> **Document extract**:
Thursday, June 30, 2016

Music in worship

The Liturgy site of Bosco Peters has raised the question of music in the Church with this provocative post.

This is such an important topic, I have taken the time to try a fuller response.

I admit my bias. My wife and I both sang in a semi-professional capacity in choirs across Canada, Montreal under Wayne Riddel, Ottawa under Brian Law and others, Toronto under John Tuttle, Calgary under various conductors, and Victoria, under John Washburn, Bruce Pullen, Matthew Larkin, and others. Two of my children teach music professionally, one in England and the other in Regina but now just having finished an 8-day workshop in Perth, Australia, so we are getting the effect of the dateline these days. One is a musician inside the Anglican tradition at its source, the other is outside the church as an orchestral leader, though he occasionally plays in a liturgical context. We have a brain-damaged fourth child whom my daughter calls the best natural musician in the family. Music is what has kept him alive and has taught him what we could not have. Our second child elected not to pursue music. We don't hold it against him.

Music develops the brain. Music develops team work and communications to produce beauty. Music 'in church' is the pulse of the drama and the voice of the body in response to the unfolding love. Music makes us aware of temporal unity in the drama when it is well chosen, practiced and performed. Music deepens active perception (religiously and non-religiously) as we learn it.

Entries for pointing and labeling
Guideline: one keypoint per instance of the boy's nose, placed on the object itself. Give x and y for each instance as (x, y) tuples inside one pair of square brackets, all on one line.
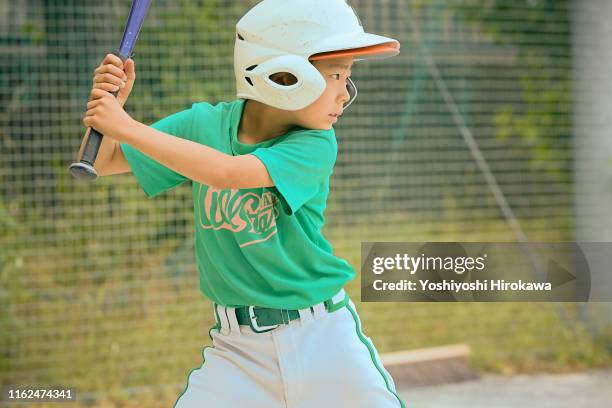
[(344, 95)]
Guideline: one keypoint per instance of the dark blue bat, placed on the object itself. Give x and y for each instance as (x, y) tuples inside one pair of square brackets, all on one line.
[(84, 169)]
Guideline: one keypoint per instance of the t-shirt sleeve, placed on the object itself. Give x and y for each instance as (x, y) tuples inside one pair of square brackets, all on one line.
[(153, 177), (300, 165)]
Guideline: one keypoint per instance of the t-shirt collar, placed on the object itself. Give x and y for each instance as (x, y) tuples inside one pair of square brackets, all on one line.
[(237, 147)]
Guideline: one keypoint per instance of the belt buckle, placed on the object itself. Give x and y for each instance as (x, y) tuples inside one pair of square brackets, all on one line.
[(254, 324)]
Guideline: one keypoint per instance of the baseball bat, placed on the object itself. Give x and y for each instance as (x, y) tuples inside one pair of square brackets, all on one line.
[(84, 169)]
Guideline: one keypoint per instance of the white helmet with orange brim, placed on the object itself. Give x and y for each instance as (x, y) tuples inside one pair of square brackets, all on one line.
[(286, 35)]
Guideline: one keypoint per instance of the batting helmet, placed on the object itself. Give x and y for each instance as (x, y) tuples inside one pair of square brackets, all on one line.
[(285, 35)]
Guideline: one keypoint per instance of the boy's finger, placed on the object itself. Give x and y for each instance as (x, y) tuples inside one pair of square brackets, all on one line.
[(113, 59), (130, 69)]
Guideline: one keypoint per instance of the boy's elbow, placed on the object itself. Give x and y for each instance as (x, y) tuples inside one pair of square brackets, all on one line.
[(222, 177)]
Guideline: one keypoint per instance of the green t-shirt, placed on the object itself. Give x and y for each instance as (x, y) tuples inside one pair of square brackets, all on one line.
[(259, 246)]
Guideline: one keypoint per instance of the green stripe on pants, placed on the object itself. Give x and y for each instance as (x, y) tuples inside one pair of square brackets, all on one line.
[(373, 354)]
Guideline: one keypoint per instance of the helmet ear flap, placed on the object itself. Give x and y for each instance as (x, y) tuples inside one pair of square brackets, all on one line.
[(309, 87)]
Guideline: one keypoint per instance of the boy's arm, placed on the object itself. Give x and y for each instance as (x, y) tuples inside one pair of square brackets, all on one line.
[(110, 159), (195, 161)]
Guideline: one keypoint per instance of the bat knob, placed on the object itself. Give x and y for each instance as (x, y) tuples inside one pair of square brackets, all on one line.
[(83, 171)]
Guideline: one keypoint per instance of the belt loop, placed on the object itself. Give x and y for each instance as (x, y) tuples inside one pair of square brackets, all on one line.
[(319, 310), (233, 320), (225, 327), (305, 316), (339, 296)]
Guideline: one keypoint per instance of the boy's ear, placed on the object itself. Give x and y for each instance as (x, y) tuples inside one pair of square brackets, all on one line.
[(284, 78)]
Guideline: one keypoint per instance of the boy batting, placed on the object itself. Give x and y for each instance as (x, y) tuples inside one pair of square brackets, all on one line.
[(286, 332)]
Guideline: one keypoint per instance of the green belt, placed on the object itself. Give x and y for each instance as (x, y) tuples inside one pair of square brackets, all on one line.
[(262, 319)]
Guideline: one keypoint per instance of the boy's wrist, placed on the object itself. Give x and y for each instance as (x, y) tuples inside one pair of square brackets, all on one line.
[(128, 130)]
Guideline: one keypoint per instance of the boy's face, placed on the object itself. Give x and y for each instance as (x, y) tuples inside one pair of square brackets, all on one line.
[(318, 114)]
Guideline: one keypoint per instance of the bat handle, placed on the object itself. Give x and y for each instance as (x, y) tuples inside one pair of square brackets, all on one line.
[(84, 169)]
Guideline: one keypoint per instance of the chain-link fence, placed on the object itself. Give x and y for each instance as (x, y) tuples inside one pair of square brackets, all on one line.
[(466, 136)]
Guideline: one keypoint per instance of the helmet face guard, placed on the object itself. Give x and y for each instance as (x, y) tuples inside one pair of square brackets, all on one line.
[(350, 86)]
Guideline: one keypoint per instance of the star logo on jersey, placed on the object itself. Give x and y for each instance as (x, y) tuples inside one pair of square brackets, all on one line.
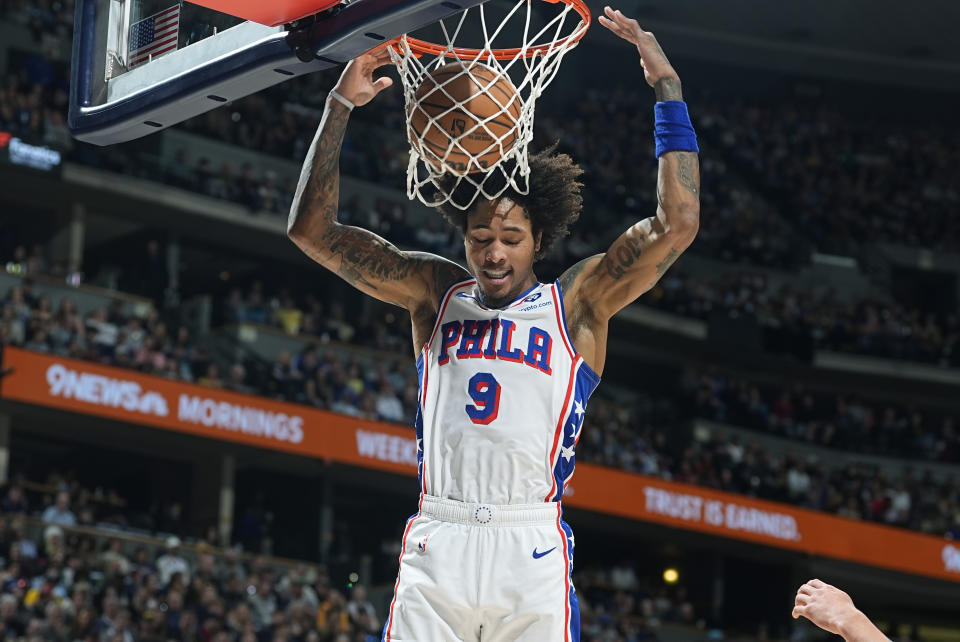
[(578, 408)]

==

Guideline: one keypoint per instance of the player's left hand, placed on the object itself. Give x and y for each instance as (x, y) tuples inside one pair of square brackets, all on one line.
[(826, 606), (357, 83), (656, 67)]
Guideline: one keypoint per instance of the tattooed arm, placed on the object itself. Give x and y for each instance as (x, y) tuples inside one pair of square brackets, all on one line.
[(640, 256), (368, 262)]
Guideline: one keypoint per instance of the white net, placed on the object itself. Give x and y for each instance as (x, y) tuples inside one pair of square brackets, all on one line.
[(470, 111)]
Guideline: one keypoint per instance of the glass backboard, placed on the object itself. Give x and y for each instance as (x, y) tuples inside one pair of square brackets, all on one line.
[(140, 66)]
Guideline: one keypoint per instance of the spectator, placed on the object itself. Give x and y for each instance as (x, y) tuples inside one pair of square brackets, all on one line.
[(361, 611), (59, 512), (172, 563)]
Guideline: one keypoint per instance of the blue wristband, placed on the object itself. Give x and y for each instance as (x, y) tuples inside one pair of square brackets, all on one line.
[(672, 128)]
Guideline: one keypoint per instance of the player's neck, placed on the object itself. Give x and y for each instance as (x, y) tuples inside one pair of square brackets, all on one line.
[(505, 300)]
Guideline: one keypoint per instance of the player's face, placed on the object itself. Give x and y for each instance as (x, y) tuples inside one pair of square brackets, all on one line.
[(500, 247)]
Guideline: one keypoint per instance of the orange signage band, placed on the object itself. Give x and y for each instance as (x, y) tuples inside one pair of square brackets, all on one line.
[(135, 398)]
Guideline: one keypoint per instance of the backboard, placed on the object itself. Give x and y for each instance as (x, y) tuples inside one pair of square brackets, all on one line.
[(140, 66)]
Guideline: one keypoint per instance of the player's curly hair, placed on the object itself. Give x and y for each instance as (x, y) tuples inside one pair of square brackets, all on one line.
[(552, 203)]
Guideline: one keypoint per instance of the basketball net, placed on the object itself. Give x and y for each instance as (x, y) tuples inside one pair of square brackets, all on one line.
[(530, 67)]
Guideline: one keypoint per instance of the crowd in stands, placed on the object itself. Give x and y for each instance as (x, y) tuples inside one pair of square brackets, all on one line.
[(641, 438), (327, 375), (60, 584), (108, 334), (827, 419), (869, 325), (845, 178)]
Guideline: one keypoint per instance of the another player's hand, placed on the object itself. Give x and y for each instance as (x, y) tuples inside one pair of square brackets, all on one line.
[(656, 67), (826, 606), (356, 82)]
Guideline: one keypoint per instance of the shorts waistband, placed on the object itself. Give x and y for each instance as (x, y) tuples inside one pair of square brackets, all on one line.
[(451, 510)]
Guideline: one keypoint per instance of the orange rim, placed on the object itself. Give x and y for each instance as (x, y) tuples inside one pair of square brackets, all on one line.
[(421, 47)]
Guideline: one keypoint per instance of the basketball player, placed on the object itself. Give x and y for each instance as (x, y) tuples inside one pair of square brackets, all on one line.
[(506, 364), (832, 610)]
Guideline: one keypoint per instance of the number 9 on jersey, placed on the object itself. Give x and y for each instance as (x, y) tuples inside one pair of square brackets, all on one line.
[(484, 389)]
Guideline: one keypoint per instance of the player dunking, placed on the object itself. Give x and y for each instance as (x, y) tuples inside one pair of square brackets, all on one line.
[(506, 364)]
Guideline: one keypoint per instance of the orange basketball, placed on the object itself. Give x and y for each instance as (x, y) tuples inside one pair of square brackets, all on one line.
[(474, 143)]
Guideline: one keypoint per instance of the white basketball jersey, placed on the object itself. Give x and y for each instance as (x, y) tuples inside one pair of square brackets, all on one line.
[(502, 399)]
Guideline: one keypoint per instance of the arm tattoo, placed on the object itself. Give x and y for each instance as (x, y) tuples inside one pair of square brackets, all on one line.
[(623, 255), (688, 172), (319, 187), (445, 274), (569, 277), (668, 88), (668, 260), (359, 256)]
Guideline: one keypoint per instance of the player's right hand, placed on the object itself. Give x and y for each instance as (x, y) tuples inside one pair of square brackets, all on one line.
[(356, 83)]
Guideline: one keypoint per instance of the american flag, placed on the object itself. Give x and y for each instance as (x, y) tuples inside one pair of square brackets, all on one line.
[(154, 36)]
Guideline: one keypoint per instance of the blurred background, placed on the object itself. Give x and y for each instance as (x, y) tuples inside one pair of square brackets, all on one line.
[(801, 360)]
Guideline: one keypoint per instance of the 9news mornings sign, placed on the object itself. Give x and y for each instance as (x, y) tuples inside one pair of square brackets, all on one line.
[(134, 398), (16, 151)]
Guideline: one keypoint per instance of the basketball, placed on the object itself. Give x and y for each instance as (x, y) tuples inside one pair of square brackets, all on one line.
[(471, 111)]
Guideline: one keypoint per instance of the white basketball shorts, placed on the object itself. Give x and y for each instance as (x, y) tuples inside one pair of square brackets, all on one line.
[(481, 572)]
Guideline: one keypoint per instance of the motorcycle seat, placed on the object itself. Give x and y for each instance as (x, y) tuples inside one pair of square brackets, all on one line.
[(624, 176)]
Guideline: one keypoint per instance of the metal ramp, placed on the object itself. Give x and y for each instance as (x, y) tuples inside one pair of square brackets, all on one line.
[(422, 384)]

> **Problem requirements**: Pick up the post on music in worship after its final sentence and carry it on. These records were taken from a separate source.

> **Answer**:
One key element of music, either overlooked or over-stressed, is the pulse. Pulse combines moments in time into a single experiential statement without words. There is neither word nor language where its voice is not felt. In a choral work, pulse (gut), sound (ear), and intellect (eye) are all unified. In a musical work without choir, no translation is required for the impact to be known.

The great tradition of Christian choral music is unmatched, and often in a single work, the entire drama of the liturgy is presented. E.g. Bach B Minor Mass, the Clavierubung 3 which can be heard as an exploration of the doctrine of the Trinity, (but is equally fine without explanation), the Beethoven Missal Solemnis, and the Brahms Requiem, just to mention a very few but from various traditions and by both believers and those whose faithfulness in their art belies any thought that they are somehow 'outside' rather than in.

Now, given that too brief background, filled with claims of benefit, I want to look specifically at Liturgical form and the response of the body to the drama of the Eucharist. This is the response that I have begun to perceive as a part of the Anglican tradition for many years (over 60 of them).

Most Anglicans are not aware of the importance of the rhythm of our response as body in the liturgy. It is more than the great Amen, though it is that Amen spread out over the length of the liturgical act from procession, introit, and greeting through Kyrie and Gloria, then the lessons: The lesson from the Hebrew Bible can be sung, but usually isn't. The Psalm is sung, the Epistle not, but Gospel acclamation with a surrounding hymn allows the music to continue its commentary. Following the sermon, the Creed is sung. Often there are sung responses to the intercessions. This is a good practice. Following the confession, the peace is sung and its response.

The choices of hymns are obviously important. Not everyone would agree with my choices, but there are plenty of hymns I would avoid. Not all hymns are musical. Not all words are poetry or edifying. I've done plenty of happy-clappy stuff and it is fortunately transient (most of it).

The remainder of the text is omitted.